++++ Source data ++++
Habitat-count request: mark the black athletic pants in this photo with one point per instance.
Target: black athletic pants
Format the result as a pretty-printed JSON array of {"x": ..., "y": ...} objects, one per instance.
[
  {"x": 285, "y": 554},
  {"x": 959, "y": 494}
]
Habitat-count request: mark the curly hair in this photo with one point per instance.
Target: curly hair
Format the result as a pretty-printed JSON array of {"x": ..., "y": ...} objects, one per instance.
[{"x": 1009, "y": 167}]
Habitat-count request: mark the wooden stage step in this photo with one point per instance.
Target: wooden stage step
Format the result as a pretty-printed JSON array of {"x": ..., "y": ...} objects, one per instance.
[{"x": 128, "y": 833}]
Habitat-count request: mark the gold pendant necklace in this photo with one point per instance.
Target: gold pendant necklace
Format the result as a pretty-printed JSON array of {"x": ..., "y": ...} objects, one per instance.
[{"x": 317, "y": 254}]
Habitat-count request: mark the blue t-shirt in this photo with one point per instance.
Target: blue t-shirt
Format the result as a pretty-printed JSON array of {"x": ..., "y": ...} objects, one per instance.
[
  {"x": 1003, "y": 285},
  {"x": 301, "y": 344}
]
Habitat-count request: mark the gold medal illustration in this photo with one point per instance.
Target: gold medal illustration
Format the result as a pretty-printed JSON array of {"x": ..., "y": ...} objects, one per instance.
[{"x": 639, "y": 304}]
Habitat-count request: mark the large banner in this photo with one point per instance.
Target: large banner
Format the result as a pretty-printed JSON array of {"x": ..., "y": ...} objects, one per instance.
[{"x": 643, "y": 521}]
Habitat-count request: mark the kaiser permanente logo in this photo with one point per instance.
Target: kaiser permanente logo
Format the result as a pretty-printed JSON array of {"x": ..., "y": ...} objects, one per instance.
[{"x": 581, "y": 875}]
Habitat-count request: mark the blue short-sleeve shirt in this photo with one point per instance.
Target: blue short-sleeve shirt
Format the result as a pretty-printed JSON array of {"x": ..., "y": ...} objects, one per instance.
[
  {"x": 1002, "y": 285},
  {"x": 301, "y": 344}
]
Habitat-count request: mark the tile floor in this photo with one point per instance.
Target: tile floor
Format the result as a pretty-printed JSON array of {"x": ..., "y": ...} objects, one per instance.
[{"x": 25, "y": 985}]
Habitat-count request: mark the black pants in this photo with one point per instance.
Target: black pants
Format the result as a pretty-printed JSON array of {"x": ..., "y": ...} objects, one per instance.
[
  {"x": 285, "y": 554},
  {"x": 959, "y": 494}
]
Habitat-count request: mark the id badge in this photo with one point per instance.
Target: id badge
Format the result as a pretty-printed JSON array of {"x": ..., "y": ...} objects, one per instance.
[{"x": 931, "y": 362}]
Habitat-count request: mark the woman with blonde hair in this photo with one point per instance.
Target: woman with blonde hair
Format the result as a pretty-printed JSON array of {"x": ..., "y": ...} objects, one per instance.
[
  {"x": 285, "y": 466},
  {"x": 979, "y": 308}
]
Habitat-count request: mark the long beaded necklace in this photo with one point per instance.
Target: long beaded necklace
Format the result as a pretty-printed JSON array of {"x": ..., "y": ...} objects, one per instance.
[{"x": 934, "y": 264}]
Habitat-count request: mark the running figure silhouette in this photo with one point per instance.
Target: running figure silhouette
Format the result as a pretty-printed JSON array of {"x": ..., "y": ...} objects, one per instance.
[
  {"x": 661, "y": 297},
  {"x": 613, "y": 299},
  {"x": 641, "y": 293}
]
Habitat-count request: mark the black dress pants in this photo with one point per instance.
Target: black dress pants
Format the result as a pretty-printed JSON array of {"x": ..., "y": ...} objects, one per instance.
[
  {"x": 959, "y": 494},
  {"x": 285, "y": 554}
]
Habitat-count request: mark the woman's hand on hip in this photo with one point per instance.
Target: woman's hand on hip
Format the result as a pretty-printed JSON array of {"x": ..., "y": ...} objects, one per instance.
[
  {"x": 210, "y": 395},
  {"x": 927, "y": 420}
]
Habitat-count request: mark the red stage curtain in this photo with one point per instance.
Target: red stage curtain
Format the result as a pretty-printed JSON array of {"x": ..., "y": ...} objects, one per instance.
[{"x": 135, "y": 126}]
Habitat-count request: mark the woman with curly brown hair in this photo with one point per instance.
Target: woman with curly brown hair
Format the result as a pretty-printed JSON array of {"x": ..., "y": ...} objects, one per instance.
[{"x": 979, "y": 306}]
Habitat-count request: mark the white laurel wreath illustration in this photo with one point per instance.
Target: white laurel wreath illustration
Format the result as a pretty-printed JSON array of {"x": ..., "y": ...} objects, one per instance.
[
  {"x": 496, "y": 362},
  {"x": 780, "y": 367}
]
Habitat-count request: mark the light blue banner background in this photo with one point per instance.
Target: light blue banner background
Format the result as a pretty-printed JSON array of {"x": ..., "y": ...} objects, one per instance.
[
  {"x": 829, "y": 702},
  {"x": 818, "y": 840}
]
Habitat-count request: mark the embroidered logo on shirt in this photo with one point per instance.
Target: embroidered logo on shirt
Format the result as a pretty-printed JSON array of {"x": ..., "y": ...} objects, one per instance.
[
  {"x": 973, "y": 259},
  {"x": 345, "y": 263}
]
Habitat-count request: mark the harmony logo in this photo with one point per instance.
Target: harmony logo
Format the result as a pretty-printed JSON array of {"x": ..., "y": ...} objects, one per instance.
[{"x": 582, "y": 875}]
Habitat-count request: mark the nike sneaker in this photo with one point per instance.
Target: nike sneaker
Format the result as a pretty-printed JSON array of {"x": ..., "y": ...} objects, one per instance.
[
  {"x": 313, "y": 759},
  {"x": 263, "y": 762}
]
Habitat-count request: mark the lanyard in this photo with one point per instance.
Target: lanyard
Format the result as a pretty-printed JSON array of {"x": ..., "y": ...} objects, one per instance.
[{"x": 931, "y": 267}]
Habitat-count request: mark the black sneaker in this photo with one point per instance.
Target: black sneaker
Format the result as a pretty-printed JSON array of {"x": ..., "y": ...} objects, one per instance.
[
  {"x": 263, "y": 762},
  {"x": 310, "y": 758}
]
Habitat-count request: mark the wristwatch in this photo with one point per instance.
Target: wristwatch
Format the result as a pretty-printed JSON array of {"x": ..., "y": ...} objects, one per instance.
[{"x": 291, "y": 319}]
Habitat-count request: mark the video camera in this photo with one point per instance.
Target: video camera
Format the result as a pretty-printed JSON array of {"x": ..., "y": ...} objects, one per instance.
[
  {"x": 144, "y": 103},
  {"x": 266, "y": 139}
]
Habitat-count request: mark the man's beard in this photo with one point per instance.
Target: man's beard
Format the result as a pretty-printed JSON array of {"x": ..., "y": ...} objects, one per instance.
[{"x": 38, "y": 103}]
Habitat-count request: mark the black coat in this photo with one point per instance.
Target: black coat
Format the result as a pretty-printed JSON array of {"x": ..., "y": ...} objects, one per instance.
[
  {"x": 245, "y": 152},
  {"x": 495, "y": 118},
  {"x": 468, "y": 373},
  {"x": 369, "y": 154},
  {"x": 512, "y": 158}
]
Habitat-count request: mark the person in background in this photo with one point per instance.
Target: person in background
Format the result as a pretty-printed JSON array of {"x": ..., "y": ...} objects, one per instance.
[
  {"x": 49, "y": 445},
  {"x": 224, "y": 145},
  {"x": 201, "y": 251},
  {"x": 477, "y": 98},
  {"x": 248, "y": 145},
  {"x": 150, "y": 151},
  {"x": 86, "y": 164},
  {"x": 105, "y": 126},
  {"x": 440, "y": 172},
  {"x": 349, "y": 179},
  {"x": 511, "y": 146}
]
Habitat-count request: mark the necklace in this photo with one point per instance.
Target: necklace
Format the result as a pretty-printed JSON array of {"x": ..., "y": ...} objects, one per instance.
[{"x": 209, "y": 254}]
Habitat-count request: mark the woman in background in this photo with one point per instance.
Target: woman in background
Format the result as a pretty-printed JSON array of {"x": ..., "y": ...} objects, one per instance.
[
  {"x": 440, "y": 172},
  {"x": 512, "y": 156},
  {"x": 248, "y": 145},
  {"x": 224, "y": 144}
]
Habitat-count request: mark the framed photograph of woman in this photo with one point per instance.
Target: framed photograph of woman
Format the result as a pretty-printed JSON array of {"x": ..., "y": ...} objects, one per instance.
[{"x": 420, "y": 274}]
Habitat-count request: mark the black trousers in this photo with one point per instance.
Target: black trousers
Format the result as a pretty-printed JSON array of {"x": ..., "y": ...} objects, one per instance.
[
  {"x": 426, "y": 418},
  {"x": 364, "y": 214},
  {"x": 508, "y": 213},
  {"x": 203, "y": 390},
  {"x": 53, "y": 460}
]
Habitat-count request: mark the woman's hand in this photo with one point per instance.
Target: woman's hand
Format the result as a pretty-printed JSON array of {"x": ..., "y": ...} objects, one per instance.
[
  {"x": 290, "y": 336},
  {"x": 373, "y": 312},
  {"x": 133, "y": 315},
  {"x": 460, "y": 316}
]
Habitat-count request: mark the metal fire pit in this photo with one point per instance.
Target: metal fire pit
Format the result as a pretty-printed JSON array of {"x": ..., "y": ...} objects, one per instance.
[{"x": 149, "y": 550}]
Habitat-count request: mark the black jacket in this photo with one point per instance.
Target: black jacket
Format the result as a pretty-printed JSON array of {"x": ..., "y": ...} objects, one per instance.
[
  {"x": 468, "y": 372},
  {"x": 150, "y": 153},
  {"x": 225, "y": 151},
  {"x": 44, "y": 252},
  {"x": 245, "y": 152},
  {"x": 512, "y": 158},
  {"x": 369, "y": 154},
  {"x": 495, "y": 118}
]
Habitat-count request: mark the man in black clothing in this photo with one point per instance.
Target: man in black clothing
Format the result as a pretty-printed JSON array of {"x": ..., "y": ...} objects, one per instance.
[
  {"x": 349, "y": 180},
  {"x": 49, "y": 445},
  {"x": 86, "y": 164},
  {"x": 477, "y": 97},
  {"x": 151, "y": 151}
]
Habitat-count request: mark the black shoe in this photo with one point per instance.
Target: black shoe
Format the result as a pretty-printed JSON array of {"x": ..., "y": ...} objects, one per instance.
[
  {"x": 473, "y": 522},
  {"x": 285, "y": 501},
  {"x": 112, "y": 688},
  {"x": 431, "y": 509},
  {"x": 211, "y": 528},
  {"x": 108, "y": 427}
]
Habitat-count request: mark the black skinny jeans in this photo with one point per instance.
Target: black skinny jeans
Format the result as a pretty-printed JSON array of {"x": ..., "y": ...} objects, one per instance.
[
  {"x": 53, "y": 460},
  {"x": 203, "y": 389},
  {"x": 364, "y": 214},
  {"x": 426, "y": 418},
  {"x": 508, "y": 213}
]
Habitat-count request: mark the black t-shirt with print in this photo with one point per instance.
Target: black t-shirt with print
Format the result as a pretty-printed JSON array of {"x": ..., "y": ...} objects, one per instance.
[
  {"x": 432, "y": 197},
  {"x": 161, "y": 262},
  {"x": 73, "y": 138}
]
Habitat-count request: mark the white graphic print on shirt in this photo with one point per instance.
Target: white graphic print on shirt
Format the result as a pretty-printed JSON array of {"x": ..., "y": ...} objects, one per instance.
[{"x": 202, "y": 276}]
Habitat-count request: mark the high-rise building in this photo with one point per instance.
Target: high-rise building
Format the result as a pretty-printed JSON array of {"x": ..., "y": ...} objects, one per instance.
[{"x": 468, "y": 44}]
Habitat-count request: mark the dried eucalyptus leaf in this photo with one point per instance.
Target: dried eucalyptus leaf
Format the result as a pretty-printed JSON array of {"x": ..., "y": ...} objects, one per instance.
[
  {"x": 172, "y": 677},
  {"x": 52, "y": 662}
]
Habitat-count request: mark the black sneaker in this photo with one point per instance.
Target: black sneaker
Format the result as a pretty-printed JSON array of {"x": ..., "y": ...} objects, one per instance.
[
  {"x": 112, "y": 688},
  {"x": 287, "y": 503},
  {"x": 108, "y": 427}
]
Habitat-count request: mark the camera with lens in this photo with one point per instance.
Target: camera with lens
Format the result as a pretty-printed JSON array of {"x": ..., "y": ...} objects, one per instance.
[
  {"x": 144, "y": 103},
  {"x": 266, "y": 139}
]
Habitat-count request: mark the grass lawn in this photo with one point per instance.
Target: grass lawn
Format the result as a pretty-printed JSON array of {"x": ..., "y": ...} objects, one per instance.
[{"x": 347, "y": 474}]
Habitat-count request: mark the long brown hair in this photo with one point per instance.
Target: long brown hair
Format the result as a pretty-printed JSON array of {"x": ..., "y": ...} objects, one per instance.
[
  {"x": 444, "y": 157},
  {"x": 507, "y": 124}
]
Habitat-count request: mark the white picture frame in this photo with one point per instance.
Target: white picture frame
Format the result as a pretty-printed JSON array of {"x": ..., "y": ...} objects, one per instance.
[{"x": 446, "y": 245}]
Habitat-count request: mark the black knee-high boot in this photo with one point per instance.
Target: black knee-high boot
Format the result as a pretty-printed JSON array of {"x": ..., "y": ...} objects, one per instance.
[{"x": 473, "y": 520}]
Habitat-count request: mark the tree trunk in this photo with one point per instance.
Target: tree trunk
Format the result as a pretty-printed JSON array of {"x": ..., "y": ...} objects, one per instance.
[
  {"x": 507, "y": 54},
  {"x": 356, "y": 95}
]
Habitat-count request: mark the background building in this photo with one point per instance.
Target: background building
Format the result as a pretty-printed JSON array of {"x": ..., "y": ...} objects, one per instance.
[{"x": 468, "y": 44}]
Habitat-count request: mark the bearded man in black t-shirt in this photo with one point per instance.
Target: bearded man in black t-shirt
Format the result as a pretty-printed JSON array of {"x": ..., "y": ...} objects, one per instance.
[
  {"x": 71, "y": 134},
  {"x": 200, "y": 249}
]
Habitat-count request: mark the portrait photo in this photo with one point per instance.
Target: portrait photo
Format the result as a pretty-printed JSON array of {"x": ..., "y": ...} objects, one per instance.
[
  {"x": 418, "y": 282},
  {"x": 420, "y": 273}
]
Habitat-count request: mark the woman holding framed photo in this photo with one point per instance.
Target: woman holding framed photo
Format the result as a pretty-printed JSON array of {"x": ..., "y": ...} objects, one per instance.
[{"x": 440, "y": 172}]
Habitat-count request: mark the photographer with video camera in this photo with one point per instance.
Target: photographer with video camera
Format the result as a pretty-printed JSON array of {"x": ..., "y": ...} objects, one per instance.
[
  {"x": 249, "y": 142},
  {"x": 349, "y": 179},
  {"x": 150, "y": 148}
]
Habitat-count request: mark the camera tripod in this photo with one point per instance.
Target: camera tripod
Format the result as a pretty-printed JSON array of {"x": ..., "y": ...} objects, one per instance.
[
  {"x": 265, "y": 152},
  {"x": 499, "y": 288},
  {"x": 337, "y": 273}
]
++++
Print, exactly as written, the first line of the records above and each line after it until the line with "Target: gold pendant necklace", which is printed too.

Habitat-count request: mark the black athletic pants in this photo with one point per instance.
Target: black athletic pants
Format the result as a pretty-printed JSON array of {"x": ..., "y": ...} objects, one per instance.
[
  {"x": 285, "y": 554},
  {"x": 959, "y": 494}
]
Habitat-count request: mark the curly hair in this photo with one point per instance.
Target: curly hair
Format the result as a pretty-printed JSON array of {"x": ..., "y": ...} objects, one per instance.
[{"x": 1009, "y": 167}]
Habitat-count request: mark the wooden stage step in this photo with one point per instance.
Target: wooden stage step
Format the result as a pretty-printed JSON array of {"x": ..., "y": ...} objects, one per instance.
[{"x": 128, "y": 833}]
Habitat-count request: mark the gold pendant necklace in this photo with one point per instance.
Target: gold pendant necklace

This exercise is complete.